* 本文
* * * *

中央社会保険医療協議会(小塩隆士会長)は1日、新型コロナウイルス感染症の診療報酬上の取扱いを議論した。5月8日から新型コロナウイルス感染症を5類に移行する政府方針を踏まえた対応で、現行の外来医療や入院医療に関する診療報酬上の特例措置のあり方を見直す。診療側は、現行の診療報酬の特例措置を継続するよう強く要望。健保連の松本真人理事は、「極めて限定的な対応とし、最終的に完全廃止をめざすべき」と言及した。政府は、3月上旬を目途に、診療報酬上の特例措置などの具体的な方針を示すこととしている。

政府の新型コロナウイルス感染症対策本部は令和5年1月27日、新型コロナウイルス感染症を5月8日から5類感染症に位置づける「新型コロナウイルス感染症法上の位置づけの変更等に関する対応方針」を決定した。

新型コロナウイルス感染症の2類感染症から5類感染症への移行に伴い、広く一般的な医療機関による対応への移行、外来や入院に関する診療報酬上の特例措置など各種対策・措置の段階的見直しについて、3月上旬を目途に具体的な方針を示すこととした。

診療報酬上の特例措置のうち外来は、▽感染予防策を講じたうえでのコロナ疑い患者に対する診療(院内トリアージ実施料300点)▽発熱外来における疑い患者への診療(初診時の上乗せ147点。5年3月まで)▽コロナ確定患者への対応(救急医療管理加算950点)▽重症化リスク高い患者への電話等初診料(147点。5年3月まで)─など。

入院は、▽重症患者への対応【特定集中治療室管理料等の3倍(8448~3万2634点)】▽中等症患者への対応【救急医療管理加算の4~6倍(3800~5700点)】▽感染予防を講じたうえでの診療【二類感染症患者入院診療加算1~4倍(250~1000点)】▽コロナ回復患者の転院受入の評価【二類感染症患者入院診療加算750点、30日目まではさらに1900点、その後90日目までは950点】─などの特例措置を講じている。

* * * *

* 演習用リスト
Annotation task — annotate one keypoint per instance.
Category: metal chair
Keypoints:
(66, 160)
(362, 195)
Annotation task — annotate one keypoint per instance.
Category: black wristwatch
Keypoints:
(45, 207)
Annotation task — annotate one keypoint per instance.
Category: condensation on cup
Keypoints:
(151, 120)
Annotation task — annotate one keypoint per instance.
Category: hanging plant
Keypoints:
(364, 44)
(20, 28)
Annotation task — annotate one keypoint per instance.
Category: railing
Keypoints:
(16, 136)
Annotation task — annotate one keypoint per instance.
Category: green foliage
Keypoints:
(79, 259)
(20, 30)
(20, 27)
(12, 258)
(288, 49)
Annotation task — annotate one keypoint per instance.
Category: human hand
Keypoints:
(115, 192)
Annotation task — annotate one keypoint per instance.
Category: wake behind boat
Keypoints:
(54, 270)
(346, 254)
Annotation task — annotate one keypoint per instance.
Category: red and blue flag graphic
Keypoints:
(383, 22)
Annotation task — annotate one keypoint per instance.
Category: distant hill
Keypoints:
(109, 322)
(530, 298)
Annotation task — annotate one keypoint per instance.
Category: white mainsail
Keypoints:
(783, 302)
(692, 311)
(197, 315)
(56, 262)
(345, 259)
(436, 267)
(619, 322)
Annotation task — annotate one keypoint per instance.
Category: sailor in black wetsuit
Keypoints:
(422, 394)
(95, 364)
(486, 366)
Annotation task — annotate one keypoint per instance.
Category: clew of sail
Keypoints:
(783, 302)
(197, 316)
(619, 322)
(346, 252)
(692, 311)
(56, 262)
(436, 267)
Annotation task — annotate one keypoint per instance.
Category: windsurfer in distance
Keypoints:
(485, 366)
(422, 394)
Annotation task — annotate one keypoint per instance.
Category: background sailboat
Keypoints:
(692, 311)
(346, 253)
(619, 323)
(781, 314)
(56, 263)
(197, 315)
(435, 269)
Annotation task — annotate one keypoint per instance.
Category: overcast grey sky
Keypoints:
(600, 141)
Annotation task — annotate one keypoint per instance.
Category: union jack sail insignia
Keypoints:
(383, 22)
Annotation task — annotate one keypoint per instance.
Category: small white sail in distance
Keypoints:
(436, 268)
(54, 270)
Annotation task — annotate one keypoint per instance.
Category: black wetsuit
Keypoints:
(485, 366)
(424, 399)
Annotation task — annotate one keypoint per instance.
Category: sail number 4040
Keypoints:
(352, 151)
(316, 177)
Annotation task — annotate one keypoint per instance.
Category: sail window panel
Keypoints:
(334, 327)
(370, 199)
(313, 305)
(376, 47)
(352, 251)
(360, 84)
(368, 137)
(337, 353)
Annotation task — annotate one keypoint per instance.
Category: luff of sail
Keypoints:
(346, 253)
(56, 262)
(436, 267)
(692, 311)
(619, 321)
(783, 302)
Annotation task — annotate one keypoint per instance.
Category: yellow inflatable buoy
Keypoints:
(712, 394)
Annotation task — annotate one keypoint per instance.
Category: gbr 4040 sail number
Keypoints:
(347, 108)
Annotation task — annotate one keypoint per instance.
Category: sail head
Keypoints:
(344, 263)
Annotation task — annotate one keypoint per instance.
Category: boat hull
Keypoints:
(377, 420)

* * * *

* 設問 1
本文によると、政府の新型コロナウイルス感染症対策本部が対応方針を決めたのはいつですか。
* 設問 2
次の(a)〜(c)が本文の内容と合っているかどうか、それぞれ「はい」か「いいえ」で答え、決め手となる本文の言葉をそのまま引用してください。
(a) 健保連の松本真人理事は、特例措置を続けるよう強く求めた。
(b) 院内トリアージ実施料は300点である。
(c) 重症患者への対応では、特定集中治療室管理料等の2倍の点数がついている。
* 設問 3
本文の内容を2文でまとめてください。
リストは本文とは別の資料です。

* 解答例 1
令和5年1月27日です。

* 解答例 2
(a) いいえ。「極めて限定的な対応とし、最終的に完全廃止をめざすべき」
(b) はい。「院内トリアージ実施料300点」
(c) いいえ。「特定集中治療室管理料等の3倍(8448~3万2634点)」

* 解答例 3
中央社会保険医療協議会は1日、新型コロナウイルス感染症を5月8日から5類に移す政府方針を受け、外来や入院に関する診療報酬上の特例措置の見直しについて話し合った。診療側は特例措置を続けるよう強く求め、健保連の松本真人理事は最終的に完全廃止をめざすべきだと述べており、政府は3月上旬を目途に具体的な方針を示すとしている。